Your instructions:
Reproduce the stretch of the material below, from the line containing "out the forearm" through the line containing "x=479, y=181", keeping every line in it. Shift each answer coordinate, x and y alike, up by 122, and leave all other numbers unchanged.

[START OF Information supplied]

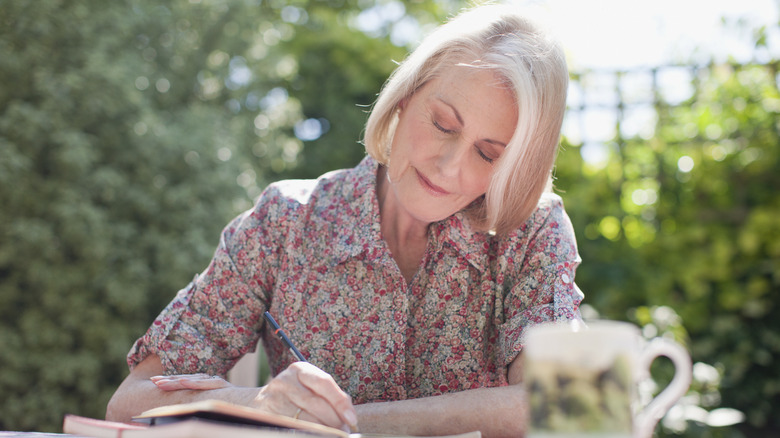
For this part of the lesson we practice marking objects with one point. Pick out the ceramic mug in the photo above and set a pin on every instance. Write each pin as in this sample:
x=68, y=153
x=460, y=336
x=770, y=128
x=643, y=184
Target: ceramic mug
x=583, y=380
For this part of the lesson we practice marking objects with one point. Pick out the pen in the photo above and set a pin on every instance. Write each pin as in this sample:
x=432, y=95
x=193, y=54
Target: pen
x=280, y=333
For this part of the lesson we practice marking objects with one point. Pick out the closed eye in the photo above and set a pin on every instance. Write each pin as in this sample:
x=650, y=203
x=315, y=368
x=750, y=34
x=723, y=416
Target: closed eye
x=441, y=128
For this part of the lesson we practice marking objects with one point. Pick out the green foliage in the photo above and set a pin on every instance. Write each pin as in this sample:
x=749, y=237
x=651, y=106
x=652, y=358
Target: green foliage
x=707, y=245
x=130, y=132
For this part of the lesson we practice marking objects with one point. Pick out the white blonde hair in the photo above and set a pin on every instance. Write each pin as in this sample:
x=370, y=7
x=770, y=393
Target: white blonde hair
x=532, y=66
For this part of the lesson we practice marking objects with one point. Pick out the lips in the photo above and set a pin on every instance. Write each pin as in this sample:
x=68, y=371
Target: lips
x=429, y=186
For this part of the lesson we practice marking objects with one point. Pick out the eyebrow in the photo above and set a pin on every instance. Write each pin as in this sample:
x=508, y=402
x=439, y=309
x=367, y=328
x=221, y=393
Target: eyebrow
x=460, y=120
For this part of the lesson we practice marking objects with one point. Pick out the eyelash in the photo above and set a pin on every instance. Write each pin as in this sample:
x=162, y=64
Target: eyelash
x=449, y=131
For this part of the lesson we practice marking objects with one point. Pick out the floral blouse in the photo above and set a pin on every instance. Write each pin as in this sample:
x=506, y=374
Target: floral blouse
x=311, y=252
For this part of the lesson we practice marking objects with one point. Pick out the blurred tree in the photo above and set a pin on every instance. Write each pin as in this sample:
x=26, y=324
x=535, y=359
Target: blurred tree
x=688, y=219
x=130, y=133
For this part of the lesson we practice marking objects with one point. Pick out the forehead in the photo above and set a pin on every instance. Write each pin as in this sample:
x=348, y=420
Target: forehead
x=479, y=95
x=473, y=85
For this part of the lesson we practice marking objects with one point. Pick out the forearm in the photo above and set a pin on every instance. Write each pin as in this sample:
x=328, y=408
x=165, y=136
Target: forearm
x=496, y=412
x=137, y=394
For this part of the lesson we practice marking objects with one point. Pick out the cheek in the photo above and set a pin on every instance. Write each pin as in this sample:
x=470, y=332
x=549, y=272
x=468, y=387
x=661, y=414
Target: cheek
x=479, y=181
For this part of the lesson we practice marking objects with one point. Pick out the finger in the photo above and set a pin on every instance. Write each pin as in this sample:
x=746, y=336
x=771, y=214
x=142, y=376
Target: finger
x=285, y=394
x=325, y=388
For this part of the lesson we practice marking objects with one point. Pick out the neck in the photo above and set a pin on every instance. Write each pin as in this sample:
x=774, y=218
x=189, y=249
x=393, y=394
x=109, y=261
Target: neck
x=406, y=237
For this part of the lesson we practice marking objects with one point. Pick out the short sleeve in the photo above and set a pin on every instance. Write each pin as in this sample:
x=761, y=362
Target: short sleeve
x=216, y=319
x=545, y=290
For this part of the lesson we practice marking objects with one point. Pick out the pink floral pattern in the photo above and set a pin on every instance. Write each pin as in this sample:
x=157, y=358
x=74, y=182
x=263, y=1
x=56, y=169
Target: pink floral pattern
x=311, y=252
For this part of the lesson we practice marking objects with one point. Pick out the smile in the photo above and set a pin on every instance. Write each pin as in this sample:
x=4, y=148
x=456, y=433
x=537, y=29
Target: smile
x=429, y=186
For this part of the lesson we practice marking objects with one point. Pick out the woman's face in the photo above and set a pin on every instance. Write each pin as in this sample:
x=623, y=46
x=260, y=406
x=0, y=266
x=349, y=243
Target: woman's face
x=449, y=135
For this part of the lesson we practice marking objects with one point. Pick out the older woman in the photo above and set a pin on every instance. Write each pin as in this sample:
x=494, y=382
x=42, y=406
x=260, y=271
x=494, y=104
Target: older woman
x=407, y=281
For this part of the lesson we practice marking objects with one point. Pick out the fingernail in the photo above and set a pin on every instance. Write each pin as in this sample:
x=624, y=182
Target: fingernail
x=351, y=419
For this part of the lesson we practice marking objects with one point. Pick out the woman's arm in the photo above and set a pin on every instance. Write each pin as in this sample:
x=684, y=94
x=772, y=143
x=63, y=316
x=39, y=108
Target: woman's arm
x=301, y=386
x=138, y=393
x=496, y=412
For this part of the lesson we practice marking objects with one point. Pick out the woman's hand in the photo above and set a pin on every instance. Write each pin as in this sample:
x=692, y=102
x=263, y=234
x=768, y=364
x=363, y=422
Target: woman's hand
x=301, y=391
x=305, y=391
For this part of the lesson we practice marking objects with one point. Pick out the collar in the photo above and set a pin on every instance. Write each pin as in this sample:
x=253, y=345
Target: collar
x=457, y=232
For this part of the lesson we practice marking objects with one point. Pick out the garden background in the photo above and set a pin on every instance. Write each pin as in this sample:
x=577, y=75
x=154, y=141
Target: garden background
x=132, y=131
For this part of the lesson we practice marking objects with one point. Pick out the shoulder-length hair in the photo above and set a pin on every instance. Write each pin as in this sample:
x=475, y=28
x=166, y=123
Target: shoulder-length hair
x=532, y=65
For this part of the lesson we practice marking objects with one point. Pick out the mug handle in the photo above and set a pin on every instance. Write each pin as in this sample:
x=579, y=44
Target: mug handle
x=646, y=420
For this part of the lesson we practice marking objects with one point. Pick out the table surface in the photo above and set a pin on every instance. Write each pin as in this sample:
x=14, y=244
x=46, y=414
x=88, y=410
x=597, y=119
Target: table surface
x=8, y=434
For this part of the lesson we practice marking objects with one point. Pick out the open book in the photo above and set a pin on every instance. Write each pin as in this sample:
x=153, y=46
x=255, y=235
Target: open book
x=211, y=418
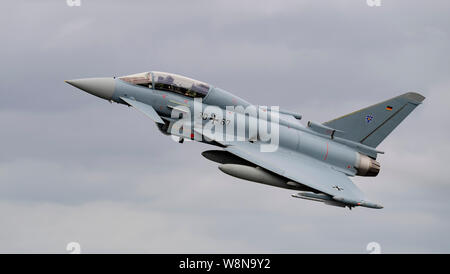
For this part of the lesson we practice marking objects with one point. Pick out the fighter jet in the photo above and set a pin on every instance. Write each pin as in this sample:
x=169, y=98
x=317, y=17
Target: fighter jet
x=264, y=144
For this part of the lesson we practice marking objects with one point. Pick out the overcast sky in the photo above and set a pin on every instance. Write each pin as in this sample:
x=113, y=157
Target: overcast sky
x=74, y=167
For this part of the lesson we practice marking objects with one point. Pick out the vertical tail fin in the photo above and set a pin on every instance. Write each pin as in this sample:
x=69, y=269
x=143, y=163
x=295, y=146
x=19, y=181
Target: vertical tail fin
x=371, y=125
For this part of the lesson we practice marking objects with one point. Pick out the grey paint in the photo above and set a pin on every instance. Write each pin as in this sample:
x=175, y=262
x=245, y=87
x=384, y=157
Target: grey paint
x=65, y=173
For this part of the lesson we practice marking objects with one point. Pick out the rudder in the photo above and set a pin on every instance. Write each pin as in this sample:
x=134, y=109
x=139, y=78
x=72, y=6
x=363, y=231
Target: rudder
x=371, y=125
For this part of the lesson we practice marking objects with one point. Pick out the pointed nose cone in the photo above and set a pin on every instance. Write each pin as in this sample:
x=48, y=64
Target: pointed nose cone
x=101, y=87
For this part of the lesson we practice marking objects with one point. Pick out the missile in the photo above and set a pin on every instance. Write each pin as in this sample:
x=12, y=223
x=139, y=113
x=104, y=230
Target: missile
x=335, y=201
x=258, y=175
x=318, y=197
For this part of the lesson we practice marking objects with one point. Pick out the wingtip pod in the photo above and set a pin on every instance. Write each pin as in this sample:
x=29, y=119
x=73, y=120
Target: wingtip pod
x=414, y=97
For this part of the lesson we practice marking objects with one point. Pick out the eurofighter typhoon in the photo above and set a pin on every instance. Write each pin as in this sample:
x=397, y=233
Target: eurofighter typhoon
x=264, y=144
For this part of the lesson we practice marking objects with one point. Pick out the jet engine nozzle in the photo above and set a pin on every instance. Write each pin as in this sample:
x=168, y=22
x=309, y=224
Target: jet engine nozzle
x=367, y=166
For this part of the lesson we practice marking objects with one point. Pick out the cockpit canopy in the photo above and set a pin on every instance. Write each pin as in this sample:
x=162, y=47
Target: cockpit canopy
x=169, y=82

[END OF Information supplied]

Right answer:
For this part of the lesson we practice marking objects with one point. Pick out the forearm in the photo above and set a pin on every instance. Write each pin as in this sample:
x=328, y=408
x=165, y=136
Target: forearm
x=618, y=534
x=259, y=516
For this part of the lesson we practice marking objects with one point. Pick out the cheek in the photo above and set a pin on every instance. Write each pin as in this sample:
x=470, y=332
x=549, y=272
x=468, y=387
x=661, y=414
Target: cheek
x=601, y=303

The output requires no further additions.